> _To do_
Reproduce each line below with no alterations.

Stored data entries
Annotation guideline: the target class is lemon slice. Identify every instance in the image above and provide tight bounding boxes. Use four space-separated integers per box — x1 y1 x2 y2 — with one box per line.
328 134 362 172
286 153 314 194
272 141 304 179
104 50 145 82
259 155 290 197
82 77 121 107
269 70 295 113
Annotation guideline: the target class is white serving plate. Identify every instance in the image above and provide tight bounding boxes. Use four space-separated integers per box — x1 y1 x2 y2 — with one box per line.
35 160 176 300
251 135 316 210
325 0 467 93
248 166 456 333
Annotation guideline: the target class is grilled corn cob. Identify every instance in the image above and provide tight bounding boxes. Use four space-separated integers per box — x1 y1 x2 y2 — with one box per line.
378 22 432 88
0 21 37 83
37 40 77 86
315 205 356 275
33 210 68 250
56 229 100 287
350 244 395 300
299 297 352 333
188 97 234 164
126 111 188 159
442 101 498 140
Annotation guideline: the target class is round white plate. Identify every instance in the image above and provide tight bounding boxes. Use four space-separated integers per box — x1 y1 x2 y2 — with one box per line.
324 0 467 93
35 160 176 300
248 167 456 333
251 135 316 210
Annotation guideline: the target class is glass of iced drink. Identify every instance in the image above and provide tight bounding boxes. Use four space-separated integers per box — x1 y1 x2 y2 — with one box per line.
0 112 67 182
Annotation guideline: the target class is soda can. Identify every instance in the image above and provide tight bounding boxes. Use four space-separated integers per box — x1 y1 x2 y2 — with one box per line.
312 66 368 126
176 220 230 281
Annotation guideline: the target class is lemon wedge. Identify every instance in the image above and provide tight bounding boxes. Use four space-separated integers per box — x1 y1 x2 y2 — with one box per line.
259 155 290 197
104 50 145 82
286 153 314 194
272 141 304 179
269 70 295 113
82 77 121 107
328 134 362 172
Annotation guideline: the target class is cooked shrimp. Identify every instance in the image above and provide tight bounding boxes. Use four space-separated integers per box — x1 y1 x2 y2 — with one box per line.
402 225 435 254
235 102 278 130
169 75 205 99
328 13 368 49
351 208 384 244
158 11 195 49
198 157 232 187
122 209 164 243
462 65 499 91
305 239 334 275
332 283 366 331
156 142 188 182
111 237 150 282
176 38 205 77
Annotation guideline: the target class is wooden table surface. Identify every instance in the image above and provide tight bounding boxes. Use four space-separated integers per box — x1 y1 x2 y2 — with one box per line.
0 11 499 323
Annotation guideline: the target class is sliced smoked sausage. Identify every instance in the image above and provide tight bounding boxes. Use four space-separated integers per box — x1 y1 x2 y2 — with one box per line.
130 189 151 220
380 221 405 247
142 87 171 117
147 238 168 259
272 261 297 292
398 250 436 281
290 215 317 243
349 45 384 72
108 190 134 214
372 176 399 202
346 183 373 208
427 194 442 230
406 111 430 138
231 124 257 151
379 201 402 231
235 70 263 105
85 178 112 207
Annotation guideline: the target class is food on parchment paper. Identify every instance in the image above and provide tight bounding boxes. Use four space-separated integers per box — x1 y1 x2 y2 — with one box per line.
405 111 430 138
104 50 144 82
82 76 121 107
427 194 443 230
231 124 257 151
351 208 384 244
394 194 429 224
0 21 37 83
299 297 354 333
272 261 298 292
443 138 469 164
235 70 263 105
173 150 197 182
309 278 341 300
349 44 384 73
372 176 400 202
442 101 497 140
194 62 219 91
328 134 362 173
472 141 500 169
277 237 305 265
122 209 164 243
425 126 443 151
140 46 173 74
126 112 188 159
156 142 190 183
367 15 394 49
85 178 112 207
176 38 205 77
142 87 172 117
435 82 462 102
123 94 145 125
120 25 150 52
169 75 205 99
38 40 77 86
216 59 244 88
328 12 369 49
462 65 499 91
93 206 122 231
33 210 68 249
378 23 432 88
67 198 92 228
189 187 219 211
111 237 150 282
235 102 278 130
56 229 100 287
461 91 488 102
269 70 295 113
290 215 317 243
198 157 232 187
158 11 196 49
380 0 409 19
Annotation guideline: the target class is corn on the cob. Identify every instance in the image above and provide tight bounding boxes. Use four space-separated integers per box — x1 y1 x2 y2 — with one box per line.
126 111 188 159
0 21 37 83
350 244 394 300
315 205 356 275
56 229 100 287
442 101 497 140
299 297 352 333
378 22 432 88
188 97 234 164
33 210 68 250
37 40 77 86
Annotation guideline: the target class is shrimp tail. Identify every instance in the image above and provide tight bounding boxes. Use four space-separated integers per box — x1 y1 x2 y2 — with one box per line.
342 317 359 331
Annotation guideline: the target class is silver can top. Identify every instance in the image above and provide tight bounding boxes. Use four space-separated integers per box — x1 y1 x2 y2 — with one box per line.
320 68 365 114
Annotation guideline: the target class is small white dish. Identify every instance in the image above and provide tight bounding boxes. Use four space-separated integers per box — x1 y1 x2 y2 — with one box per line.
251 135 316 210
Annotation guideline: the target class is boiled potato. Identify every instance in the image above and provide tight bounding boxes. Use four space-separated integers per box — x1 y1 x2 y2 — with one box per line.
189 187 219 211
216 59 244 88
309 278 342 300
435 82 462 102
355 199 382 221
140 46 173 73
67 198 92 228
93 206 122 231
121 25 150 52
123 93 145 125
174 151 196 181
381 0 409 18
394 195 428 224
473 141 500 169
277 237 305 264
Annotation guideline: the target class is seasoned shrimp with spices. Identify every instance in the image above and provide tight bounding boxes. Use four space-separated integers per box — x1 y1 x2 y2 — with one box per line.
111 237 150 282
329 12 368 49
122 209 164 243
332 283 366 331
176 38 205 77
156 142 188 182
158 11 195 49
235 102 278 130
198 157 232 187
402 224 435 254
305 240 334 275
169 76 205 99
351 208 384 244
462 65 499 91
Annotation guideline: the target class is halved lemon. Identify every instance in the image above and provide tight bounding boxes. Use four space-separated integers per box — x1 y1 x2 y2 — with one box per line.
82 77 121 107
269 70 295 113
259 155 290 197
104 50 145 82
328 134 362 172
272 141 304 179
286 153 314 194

> _Task solution_
Annotation guideline: the target class is lemon slice. Identify every instance in the image above and provide tight bounding boxes. Use four space-separated integers per box — x1 y1 x2 y2 — with one box per line.
328 134 362 172
286 153 314 194
272 141 304 179
104 50 145 82
259 155 290 197
82 77 121 107
269 70 295 113
Annotation guideline: the target class is white serving plate. Identify every instance in the image above and provide tight bounding boxes. Use four space-separated integers per box — x1 y1 x2 y2 — with one box per line.
35 160 176 300
251 135 316 210
325 0 467 93
248 166 456 333
Annotation guideline: the target class is grilled corn cob. Identify every instance in the image above and provide tight bounding boxes. Use four space-separated integers per box — x1 y1 x2 y2 — with one box per line.
378 22 432 88
0 21 37 83
37 40 77 86
315 205 356 275
33 210 68 250
56 229 100 287
350 244 395 300
299 297 352 333
188 97 234 164
126 111 188 159
442 101 498 140
Annotation guideline: the target class is round white plate. Identify every instance in the image above and provide tight bounding boxes. Use four space-separated integers per box — x1 y1 x2 y2 — with one box per line.
324 0 467 93
35 160 176 300
248 167 456 333
251 135 316 210
Annotation guideline: the target class is glass of iced drink. Identify every instance in the image above and provide tight bounding boxes. Use four space-separated integers per box — x1 y1 x2 y2 — with one box per line.
0 112 67 182
Annotation guideline: the target class is soda can. Identify every instance in the image above and provide tight bounding boxes. Use four space-separated integers per box — x1 y1 x2 y2 — with one box per line.
312 66 368 126
176 220 230 281
Annotation guideline: the target class is lemon wedge. Identify every instance in the image above and provide tight bounding boxes. Use four space-separated integers per box — x1 y1 x2 y2 — with one box per line.
259 155 290 197
104 50 145 82
286 153 314 194
272 141 304 179
269 70 295 113
82 77 121 107
328 134 362 172
Annotation guideline: the target class is cooked shrimp. Identify every instance in the image above and provide tight bounding boxes. Use four space-separated integers per box — x1 y1 x2 y2 — with one box per line.
402 225 435 254
235 102 278 130
169 75 205 99
328 13 368 49
351 208 384 244
158 11 195 49
198 157 232 187
122 209 164 243
462 65 499 91
305 239 334 275
332 283 366 331
156 142 188 182
111 237 150 282
176 38 205 77
Annotation guideline: the target class is wooden table surface. Identify every instance in the image above and provide tight bounding boxes. Use four space-separated integers per box — x1 y1 x2 y2 — with one box per line.
0 11 499 323
Annotation guideline: the target class is sliced smoked sausage. Identify every instance in the image above and provide tight bounding boxes. Use four space-separated integers per box — x1 y1 x2 y2 — with one box per line.
130 189 151 220
380 221 405 247
142 87 171 117
147 238 168 259
272 261 297 292
398 250 436 281
290 215 317 243
349 45 384 72
108 190 134 214
372 176 399 202
346 183 373 208
427 194 442 230
406 111 430 138
231 124 257 151
379 201 402 231
235 70 263 105
85 178 112 207
Annotation guideline: the target class is food on parchment paper. Identify every instance in the image above and provide tight bounding boxes. Use four space-separated integers per box — x1 y1 x2 y2 — with one box per line.
405 111 430 138
104 50 144 82
82 76 121 107
427 194 443 230
231 124 257 151
351 208 384 244
394 194 429 224
0 21 37 83
299 297 354 333
272 261 298 292
443 138 469 164
235 70 263 105
173 150 197 182
309 278 341 300
349 44 384 73
372 176 400 202
442 101 497 140
194 62 219 91
328 134 362 173
472 141 500 169
277 237 305 265
122 209 164 243
425 126 443 151
140 46 173 74
126 112 188 159
156 142 190 183
367 15 394 49
85 178 112 207
176 38 205 77
142 87 172 117
435 82 462 102
123 94 145 125
120 25 150 52
169 75 205 99
38 40 77 86
216 59 244 88
328 12 369 49
462 65 499 91
93 206 122 231
33 210 68 249
378 23 432 88
67 198 92 228
189 187 219 211
111 237 150 282
235 102 278 130
56 229 100 287
461 91 488 102
269 70 295 113
290 215 317 243
198 157 232 187
158 11 196 49
380 0 409 19
Annotation guideline: the target class is corn on the cob. Identify every instance in the image above and provide tight bounding boxes. Use four space-separated integers per box — x1 y1 x2 y2 — with one box per line.
126 111 188 159
0 21 37 83
350 244 394 300
315 205 356 275
56 229 100 287
442 101 497 140
299 297 352 333
378 22 432 88
188 97 234 164
33 210 68 250
37 40 77 86
Annotation guideline: the target class is shrimp tail. Identify every instance in the image above and provide tight bounding boxes. Use four space-separated integers per box — x1 y1 x2 y2 — with one box per line.
342 317 359 331
Annotation guideline: the target class is silver can top. Identify every instance in the image above and provide tight bounding boxes. Use four space-separated integers per box — x1 y1 x2 y2 — with one box per line.
320 68 365 114
Annotation guideline: the target class is small white dish. Identify every instance in the image above and provide tight bounding boxes. Use four space-separated integers per box — x1 y1 x2 y2 — with one box per line.
251 135 316 210
Annotation guideline: the target class is boiled potato. Identify every instance in the image above and provide tight bounding boxes. Use four space-separated integers per box — x1 y1 x2 y2 — with one box per line.
189 187 219 211
216 59 244 88
309 278 342 300
435 82 462 102
355 199 382 221
140 46 173 73
67 198 92 228
93 206 122 231
121 25 150 52
123 93 145 125
174 151 196 181
381 0 409 18
394 195 428 224
473 141 500 169
277 237 305 264
Annotation guideline: the target class is seasoned shrimp with spices. Identify every instance in the image above and provide tight bounding boxes. Use four space-separated integers per box — x1 y1 x2 y2 — with one box per line.
111 237 150 282
329 12 368 49
122 209 164 243
332 283 366 331
176 38 205 77
156 142 188 182
158 11 195 49
235 102 278 130
198 157 232 187
402 224 435 254
305 240 334 275
169 76 205 99
351 208 384 244
462 65 499 91
Annotation guideline: the target class is halved lemon. Identify every instance in the image above and provide tight bounding boxes. Use four space-separated integers per box — x1 y1 x2 y2 — with one box per line.
82 77 121 107
269 70 295 113
259 155 290 197
104 50 145 82
328 134 362 172
272 141 304 179
286 153 314 194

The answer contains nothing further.